Task brief: Rewrite the lines from the line with "# trace the outline of every instance of the window" to the line with "440 94 L 438", putting "wall window" wherever "window on wall" appears and changing nothing else.

--- BEGIN Record set ---

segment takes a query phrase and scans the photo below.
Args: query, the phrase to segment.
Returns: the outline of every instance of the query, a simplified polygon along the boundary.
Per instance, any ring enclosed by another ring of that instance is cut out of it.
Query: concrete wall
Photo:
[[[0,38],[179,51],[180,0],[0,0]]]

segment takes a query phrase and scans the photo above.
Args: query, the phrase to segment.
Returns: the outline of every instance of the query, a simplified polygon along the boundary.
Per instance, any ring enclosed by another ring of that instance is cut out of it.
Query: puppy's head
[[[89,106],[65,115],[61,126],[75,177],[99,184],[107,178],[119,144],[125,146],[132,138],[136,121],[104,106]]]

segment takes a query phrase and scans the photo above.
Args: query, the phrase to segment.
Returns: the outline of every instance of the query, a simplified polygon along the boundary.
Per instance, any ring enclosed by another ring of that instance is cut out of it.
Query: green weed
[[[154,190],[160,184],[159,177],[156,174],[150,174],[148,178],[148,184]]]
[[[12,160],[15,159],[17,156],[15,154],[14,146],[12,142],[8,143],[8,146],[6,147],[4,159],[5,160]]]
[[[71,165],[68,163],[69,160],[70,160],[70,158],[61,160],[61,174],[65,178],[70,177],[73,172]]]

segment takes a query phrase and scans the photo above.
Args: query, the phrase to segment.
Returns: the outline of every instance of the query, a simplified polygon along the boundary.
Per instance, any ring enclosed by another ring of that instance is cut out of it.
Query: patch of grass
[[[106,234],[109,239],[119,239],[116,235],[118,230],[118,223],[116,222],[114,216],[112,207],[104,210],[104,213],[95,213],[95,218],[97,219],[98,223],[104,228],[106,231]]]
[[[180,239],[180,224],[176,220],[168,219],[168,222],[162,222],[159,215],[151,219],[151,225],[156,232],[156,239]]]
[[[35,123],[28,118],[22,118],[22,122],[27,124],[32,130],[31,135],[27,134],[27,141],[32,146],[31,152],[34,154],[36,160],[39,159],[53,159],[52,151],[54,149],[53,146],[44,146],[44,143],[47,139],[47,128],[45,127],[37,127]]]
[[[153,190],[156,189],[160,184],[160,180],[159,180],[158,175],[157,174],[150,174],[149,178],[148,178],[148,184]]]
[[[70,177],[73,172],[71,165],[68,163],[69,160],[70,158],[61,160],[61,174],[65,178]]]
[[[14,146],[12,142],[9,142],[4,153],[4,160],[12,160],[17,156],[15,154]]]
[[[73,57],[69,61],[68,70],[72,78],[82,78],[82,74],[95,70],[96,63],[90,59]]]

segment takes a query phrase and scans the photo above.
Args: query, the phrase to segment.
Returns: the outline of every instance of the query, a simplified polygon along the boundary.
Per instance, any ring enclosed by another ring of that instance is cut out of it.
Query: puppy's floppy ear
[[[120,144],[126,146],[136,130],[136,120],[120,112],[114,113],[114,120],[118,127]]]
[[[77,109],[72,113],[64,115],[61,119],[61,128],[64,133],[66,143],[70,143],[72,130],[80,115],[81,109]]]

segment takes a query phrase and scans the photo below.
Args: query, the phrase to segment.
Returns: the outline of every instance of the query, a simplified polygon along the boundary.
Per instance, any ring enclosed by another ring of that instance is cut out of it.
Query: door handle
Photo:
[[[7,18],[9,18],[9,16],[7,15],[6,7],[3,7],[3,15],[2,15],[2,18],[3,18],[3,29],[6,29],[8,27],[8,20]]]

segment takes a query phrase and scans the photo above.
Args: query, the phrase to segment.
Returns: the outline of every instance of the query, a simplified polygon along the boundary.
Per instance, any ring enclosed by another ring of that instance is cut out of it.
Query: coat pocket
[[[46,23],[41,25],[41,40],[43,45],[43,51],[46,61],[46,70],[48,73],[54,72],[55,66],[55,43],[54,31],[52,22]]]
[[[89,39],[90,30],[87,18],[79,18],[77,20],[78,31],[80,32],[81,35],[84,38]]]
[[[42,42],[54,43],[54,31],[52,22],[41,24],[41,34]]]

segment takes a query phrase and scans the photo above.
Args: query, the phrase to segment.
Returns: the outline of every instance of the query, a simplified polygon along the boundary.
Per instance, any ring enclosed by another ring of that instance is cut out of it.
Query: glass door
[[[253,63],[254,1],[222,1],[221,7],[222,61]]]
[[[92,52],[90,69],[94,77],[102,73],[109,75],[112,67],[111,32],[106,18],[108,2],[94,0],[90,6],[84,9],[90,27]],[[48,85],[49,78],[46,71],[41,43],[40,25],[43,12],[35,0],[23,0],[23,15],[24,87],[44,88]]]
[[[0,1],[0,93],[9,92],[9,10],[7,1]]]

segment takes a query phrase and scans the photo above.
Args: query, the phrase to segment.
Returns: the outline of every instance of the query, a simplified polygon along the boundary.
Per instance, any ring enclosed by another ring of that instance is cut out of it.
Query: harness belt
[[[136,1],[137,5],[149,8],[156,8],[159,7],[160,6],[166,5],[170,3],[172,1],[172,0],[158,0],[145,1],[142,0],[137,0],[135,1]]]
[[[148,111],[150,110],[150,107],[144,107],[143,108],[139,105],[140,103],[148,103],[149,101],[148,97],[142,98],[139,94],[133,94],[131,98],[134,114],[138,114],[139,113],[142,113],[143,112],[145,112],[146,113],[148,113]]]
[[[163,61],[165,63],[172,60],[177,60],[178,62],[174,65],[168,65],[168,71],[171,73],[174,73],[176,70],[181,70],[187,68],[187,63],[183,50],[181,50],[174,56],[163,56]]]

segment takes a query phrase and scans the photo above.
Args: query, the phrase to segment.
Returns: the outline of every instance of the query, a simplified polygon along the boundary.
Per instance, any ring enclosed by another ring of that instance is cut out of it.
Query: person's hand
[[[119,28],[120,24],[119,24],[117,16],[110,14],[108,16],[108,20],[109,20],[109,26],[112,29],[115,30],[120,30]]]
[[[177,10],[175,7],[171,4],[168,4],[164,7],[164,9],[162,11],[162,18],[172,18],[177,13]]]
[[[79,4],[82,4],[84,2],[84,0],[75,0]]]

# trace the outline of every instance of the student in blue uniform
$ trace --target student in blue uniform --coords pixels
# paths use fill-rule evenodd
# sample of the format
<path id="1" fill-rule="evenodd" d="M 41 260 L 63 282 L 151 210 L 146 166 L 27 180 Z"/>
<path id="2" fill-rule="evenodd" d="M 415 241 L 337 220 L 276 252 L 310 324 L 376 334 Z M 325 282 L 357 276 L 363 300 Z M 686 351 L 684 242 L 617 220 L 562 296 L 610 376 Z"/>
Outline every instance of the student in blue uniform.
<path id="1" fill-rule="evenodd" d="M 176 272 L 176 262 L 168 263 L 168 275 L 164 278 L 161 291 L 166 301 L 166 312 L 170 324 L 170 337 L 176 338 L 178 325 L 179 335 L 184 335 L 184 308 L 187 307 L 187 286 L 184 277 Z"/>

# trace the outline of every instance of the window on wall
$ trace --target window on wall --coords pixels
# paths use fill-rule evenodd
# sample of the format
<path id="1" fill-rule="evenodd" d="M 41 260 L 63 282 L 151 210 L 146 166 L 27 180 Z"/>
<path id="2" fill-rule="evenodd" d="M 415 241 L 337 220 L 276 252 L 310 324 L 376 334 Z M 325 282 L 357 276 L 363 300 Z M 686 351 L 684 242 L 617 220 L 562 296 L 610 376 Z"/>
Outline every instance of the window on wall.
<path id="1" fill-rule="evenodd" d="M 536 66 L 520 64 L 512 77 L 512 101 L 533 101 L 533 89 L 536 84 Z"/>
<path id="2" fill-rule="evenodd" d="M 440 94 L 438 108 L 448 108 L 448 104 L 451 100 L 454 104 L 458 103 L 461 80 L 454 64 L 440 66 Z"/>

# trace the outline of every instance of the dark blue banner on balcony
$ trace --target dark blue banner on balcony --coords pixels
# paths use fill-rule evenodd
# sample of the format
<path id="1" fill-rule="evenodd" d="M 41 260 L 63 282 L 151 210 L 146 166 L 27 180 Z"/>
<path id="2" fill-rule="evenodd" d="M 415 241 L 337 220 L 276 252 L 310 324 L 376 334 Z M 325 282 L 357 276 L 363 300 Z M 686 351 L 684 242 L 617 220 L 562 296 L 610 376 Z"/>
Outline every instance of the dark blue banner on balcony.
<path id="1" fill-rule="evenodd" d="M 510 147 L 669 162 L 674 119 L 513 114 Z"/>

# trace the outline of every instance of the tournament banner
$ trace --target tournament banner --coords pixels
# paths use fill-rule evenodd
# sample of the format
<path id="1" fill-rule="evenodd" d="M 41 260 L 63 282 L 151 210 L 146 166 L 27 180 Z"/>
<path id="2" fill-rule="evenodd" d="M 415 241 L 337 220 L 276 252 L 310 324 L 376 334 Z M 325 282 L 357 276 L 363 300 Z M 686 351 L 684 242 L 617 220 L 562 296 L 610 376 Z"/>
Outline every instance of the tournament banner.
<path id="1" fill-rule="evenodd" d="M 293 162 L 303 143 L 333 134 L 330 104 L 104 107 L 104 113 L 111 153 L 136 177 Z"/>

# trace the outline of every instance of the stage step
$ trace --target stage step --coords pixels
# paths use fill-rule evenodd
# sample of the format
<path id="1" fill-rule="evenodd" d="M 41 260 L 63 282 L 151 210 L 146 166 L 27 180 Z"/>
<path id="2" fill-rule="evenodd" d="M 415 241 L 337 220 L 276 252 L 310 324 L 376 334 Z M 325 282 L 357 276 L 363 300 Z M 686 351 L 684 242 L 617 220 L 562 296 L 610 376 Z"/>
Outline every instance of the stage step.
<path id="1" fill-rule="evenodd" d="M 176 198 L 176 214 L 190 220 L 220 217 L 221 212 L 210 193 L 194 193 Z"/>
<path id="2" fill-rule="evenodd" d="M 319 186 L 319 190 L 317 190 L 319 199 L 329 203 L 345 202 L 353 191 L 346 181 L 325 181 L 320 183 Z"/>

--- END Record set ---

Output of the exercise:
# trace the outline of every instance of the wall window
$ trace --target wall window --coords pixels
# paths use fill-rule evenodd
# sample of the format
<path id="1" fill-rule="evenodd" d="M 41 260 L 63 282 L 151 210 L 146 166 L 27 180 Z"/>
<path id="2" fill-rule="evenodd" d="M 415 241 L 337 220 L 276 252 L 310 324 L 376 334 Z M 325 282 L 357 276 L 363 300 Z M 686 351 L 684 242 L 617 220 L 562 296 L 610 376 Z"/>
Outline every instance of the wall window.
<path id="1" fill-rule="evenodd" d="M 536 66 L 520 64 L 512 77 L 512 101 L 533 101 L 533 89 L 536 84 Z"/>
<path id="2" fill-rule="evenodd" d="M 440 94 L 438 108 L 448 108 L 448 104 L 451 100 L 454 104 L 458 103 L 461 80 L 454 64 L 440 66 Z"/>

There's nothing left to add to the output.